**What the task requires:** Locate each line below that contains the string "negative" with matching case, and copy those lines out in full.

------ Dataset entries ------

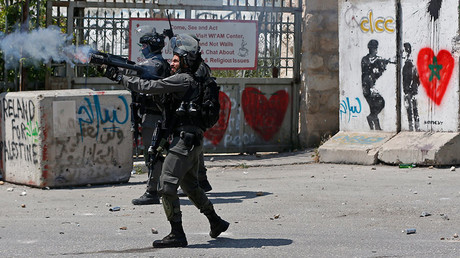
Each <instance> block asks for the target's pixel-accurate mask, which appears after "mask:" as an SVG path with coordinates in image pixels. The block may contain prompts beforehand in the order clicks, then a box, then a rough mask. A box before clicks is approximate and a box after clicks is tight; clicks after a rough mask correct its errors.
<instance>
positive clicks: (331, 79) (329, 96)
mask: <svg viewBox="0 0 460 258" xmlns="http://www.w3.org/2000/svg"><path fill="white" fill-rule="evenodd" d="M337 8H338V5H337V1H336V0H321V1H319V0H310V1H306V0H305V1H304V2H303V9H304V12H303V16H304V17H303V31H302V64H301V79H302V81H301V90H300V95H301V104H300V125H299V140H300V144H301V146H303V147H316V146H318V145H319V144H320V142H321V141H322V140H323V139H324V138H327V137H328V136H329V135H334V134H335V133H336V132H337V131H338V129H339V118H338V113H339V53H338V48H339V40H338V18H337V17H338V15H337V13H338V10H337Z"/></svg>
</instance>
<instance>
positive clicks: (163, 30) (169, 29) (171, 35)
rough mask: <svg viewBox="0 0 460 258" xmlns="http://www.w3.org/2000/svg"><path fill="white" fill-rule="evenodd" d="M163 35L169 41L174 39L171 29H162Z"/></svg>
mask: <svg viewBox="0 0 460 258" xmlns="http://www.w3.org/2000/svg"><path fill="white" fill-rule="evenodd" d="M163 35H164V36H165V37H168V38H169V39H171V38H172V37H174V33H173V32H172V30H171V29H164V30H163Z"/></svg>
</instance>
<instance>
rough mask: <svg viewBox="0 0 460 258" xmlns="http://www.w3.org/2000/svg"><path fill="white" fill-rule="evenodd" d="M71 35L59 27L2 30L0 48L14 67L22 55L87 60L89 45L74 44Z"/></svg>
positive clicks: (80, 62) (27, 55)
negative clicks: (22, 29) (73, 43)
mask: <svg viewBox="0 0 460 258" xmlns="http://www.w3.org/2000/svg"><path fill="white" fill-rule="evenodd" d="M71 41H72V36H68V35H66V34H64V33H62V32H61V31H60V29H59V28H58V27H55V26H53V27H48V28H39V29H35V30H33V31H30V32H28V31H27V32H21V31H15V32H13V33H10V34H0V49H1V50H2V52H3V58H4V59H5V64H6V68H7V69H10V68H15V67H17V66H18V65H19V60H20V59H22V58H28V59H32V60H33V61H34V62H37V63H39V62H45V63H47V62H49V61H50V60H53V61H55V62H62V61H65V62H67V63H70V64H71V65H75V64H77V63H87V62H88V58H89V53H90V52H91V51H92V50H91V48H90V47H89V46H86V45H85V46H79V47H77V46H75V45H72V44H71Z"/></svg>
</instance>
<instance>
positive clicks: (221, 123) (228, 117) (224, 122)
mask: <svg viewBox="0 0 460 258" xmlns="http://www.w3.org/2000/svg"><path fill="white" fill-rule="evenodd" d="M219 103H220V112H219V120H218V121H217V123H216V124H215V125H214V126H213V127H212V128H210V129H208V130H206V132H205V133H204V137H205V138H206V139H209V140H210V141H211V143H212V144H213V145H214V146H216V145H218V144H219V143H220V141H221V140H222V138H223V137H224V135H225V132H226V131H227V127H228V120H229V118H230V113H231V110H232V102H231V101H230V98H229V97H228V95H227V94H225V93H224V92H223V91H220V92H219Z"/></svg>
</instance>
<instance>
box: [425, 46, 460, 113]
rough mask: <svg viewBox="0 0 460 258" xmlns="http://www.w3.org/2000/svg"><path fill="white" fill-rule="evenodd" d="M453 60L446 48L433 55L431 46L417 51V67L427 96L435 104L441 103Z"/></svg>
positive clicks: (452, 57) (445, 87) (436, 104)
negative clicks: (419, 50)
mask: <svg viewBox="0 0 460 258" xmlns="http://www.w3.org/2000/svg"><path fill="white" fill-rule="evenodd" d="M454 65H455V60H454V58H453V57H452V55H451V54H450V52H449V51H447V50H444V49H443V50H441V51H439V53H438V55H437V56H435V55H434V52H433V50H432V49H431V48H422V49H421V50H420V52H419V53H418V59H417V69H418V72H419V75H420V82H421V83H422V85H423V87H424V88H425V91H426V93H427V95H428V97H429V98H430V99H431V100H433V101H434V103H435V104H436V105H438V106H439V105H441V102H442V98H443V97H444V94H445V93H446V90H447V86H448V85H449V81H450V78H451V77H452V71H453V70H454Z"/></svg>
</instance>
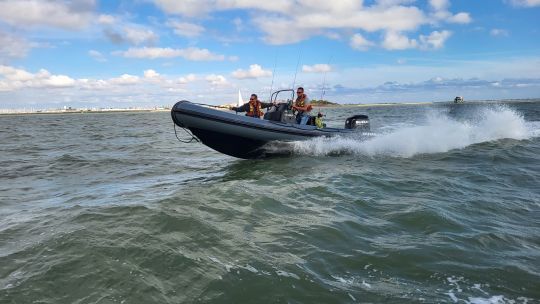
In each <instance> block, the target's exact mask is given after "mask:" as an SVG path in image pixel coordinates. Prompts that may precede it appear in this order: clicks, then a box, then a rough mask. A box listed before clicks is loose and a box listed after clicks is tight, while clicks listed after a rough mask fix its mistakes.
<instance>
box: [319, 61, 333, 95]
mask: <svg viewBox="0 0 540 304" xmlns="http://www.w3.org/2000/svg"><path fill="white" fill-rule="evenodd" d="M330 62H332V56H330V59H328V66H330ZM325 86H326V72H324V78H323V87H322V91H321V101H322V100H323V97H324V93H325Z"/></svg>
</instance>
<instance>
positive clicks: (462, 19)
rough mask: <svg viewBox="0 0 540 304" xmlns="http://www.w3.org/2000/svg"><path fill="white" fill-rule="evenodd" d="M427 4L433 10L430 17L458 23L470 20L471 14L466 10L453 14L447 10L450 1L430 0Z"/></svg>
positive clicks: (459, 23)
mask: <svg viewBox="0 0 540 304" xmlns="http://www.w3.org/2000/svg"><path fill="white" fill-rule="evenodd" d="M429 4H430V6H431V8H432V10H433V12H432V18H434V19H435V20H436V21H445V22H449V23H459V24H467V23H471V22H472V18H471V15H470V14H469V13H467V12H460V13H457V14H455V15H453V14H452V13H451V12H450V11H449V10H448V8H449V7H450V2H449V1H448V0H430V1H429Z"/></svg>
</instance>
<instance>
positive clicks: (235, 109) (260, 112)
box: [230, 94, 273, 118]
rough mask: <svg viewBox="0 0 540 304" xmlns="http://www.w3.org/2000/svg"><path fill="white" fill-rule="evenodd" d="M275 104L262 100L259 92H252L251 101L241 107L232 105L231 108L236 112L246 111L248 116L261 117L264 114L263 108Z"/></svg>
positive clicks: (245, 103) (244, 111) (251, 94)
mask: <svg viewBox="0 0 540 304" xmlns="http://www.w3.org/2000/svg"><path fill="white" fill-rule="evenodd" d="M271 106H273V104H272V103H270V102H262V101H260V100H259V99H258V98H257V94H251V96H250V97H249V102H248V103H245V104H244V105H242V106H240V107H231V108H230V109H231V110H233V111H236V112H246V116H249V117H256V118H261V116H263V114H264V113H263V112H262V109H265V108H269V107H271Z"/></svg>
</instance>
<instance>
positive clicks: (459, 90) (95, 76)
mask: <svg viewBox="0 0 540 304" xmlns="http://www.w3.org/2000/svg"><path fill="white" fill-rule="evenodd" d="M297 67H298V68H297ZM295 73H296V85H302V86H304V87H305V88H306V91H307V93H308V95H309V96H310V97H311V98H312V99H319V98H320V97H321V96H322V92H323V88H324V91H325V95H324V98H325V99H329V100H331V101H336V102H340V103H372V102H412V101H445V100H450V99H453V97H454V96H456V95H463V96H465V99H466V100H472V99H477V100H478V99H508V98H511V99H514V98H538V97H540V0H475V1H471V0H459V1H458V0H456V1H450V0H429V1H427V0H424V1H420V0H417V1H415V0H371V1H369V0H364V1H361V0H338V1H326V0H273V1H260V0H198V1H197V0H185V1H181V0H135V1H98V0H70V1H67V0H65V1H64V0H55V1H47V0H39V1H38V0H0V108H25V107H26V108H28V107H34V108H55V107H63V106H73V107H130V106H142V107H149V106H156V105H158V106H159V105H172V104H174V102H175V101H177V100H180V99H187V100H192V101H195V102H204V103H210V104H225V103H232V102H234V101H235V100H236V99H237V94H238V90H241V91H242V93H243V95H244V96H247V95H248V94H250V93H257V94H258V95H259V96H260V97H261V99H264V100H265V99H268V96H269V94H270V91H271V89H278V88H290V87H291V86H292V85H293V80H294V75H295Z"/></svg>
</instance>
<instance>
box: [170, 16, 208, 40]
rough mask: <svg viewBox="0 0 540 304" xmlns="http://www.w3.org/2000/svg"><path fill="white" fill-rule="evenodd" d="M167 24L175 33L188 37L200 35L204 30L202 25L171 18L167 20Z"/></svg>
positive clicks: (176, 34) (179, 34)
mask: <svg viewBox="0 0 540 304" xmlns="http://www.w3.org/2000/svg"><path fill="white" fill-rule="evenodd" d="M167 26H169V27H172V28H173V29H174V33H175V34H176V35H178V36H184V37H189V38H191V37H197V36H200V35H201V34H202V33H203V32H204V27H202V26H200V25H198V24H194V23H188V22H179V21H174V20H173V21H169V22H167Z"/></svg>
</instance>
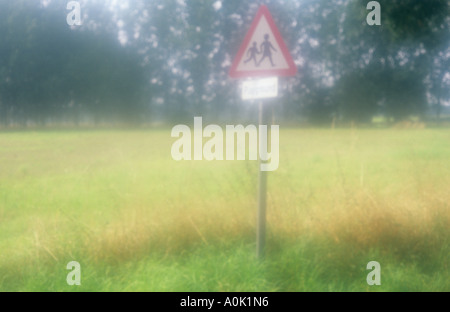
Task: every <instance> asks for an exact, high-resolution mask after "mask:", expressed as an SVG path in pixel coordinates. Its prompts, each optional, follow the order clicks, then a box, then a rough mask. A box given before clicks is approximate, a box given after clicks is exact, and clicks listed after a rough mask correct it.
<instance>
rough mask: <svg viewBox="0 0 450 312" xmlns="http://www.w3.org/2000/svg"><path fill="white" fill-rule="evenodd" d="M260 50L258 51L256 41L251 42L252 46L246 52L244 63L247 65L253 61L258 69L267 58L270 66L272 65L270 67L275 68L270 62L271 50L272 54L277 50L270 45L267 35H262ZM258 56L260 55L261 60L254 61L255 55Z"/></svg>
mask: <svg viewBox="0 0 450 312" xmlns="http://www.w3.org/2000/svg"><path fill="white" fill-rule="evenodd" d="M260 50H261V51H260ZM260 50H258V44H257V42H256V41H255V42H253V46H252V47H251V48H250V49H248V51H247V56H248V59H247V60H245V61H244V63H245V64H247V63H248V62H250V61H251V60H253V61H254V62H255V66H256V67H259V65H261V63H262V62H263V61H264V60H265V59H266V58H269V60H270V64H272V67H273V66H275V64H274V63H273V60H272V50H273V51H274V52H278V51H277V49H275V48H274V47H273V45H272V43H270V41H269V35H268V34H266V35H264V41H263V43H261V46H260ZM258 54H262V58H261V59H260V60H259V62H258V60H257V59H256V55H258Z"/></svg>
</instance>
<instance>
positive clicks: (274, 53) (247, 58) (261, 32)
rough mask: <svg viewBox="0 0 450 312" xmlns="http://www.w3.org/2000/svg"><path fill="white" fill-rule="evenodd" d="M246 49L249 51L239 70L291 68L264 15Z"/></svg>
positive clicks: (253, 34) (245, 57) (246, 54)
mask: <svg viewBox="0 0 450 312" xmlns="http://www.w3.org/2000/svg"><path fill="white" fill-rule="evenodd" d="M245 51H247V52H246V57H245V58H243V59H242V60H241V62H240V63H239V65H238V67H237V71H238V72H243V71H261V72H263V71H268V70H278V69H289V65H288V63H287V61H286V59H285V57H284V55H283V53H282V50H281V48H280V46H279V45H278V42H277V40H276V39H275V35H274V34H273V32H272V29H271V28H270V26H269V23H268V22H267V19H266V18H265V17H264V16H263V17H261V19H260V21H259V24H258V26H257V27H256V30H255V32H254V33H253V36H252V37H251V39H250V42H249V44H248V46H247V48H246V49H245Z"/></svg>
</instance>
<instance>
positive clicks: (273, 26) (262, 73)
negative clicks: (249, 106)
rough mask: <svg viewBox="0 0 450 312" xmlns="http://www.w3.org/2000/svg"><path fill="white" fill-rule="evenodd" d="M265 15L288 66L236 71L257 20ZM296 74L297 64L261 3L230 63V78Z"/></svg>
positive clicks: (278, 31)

------

**Answer for this exercise:**
negative clicks: (22, 29) (73, 43)
negative clicks: (419, 50)
negative clicks: (249, 106)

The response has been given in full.